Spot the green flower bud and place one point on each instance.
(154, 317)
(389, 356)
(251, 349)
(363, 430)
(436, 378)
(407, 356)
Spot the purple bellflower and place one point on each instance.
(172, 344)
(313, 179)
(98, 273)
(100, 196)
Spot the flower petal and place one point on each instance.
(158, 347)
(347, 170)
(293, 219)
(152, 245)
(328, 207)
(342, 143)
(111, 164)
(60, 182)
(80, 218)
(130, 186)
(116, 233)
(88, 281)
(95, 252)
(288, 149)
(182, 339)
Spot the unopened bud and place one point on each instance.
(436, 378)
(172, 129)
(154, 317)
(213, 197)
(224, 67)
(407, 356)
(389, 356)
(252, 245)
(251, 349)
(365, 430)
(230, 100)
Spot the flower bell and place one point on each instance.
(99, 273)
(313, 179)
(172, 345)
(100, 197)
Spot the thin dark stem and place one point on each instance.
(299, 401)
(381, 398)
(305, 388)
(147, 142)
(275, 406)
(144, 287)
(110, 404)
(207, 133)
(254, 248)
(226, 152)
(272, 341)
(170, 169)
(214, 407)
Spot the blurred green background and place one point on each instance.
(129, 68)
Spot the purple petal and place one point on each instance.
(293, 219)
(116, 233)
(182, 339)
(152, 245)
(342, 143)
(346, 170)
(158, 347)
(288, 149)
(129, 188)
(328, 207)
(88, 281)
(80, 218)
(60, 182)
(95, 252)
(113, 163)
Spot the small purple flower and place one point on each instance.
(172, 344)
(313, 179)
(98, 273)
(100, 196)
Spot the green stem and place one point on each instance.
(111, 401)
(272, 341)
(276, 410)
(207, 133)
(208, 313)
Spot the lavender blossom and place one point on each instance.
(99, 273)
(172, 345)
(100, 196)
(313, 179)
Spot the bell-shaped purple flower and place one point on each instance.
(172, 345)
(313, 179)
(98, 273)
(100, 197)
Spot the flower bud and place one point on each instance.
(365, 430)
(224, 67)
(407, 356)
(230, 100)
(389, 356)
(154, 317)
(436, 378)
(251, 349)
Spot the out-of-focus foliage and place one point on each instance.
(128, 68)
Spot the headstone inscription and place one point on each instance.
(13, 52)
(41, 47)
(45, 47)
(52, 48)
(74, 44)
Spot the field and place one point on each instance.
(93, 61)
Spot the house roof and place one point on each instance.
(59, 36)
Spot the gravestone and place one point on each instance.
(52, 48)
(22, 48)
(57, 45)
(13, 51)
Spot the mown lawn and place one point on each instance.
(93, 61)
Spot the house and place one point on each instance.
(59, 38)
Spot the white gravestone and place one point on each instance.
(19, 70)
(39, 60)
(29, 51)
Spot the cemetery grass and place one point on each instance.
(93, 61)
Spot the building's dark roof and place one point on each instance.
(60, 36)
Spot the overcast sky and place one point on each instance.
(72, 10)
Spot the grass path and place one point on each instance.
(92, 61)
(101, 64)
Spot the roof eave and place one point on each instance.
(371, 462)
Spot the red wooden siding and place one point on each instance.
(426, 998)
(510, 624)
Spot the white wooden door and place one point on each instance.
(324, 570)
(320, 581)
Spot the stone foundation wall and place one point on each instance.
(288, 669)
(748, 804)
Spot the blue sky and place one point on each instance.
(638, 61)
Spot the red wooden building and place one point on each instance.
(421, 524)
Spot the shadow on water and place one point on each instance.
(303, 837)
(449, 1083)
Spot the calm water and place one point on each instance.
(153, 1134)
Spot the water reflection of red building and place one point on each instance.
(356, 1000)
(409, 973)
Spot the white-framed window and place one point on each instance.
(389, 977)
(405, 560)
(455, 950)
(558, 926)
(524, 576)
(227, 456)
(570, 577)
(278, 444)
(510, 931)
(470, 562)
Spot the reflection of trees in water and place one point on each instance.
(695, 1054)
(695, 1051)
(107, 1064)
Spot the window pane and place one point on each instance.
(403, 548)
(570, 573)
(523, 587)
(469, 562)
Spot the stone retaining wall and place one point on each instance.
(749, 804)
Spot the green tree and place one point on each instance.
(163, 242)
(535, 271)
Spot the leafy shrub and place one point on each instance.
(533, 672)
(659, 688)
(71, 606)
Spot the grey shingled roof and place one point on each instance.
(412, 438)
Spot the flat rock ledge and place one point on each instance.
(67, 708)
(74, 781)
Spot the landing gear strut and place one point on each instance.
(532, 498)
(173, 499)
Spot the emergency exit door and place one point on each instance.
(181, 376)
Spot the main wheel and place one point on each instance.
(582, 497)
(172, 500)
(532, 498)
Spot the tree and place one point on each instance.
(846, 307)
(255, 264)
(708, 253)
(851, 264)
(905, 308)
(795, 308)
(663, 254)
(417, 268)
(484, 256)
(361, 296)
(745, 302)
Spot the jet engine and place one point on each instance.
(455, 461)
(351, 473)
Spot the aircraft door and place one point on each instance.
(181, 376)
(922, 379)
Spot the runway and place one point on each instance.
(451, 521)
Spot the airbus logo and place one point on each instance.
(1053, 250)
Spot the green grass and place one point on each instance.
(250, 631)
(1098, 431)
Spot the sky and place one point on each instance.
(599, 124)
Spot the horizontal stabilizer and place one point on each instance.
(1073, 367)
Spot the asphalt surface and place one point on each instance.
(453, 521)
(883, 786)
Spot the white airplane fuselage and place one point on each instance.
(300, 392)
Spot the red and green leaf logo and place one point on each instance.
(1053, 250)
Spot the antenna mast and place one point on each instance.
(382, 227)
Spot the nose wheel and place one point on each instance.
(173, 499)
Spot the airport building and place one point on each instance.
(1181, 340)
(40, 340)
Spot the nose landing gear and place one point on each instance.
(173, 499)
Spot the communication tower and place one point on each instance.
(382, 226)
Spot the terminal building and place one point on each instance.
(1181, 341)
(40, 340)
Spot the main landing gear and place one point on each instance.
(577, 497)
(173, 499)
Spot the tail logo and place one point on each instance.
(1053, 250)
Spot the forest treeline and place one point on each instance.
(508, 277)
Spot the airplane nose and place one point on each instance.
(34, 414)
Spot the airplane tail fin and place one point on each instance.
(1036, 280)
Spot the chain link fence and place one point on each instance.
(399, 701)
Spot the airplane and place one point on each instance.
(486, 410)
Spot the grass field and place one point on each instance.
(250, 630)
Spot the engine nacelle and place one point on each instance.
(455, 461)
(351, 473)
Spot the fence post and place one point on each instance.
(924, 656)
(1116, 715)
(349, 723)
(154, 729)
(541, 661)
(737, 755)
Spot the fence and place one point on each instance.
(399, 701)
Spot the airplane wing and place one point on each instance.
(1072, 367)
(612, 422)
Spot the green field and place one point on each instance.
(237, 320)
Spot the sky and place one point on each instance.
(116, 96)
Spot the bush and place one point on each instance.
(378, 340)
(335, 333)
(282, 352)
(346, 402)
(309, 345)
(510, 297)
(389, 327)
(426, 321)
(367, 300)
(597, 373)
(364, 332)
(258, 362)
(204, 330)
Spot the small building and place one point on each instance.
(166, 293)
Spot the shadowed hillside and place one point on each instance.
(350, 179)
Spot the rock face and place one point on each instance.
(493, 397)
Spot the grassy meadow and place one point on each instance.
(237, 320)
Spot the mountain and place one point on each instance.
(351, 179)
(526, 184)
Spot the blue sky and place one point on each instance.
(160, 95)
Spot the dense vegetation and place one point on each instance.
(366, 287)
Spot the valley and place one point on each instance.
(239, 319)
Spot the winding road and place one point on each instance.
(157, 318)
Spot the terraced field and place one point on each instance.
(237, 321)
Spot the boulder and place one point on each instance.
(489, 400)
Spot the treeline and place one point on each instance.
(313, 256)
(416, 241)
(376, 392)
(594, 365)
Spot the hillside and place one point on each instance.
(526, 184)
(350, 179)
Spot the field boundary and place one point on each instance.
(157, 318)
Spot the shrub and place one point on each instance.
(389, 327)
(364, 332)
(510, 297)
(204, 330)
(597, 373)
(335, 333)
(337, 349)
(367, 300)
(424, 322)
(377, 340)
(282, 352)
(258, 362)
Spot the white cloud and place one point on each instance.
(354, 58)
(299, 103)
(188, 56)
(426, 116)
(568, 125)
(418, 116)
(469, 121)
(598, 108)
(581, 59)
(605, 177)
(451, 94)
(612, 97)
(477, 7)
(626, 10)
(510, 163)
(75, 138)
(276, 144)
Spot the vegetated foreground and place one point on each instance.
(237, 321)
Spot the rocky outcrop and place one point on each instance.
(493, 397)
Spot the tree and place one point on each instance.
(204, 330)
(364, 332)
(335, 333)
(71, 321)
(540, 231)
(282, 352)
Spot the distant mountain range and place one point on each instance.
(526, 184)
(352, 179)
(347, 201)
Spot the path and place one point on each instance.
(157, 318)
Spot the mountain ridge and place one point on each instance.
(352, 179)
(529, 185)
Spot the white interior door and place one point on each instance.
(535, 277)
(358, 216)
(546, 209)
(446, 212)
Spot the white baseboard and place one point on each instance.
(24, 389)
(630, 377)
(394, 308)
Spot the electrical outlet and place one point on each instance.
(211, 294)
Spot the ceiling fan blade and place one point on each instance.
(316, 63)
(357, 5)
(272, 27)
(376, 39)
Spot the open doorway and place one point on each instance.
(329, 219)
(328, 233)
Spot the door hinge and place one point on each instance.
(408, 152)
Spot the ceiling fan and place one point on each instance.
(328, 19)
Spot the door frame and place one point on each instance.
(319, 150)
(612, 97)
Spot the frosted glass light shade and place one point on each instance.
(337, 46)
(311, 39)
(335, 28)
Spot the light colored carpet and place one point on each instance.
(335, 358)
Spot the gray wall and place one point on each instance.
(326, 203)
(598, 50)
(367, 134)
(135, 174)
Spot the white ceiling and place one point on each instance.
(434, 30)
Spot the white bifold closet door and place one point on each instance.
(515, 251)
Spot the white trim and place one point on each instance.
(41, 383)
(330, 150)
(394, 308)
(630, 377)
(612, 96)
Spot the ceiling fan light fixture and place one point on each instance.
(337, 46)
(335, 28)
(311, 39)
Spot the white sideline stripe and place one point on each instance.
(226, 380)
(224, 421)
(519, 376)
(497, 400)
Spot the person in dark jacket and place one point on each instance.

- Do this: Replace "instance" with "occurrence" in the rows from the line with "Spot the ceiling fan blade" through the end of the rows. What do those lines read with only that change?

- Result:
Spot the ceiling fan blade and place one point on each occurrence.
(316, 63)
(357, 5)
(272, 27)
(376, 39)
Spot the open doorway and place one point on each occurrence.
(329, 219)
(328, 233)
Spot the door hinge and place one point on each occurrence.
(408, 152)
Spot the ceiling fan and place one point on each occurrence.
(328, 19)
Spot the door frame and place one point on each occurrence.
(319, 150)
(612, 97)
Spot the frosted glass light shade and place one point on each occurrence.
(337, 46)
(311, 39)
(335, 28)
Spot the light colored carpet and place one point on each occurrence.
(335, 358)
Spot the gray wall and place one point on each occurrence.
(326, 203)
(598, 50)
(367, 134)
(135, 174)
Spot the white ceiling and place one point on each occurrence.
(434, 30)
Spot the white bifold closet door and place one point on each occurrence.
(515, 251)
Spot the white trim and place one point on each occurrence.
(41, 383)
(330, 150)
(394, 308)
(630, 377)
(612, 96)
Spot the ceiling fan light fixture and place one point on each occurrence.
(337, 46)
(335, 28)
(311, 39)
Spot the white sideline stripe and place one point on each occurrence.
(226, 380)
(224, 421)
(519, 376)
(497, 400)
Spot the person in dark jacket and place one point on each occurrence.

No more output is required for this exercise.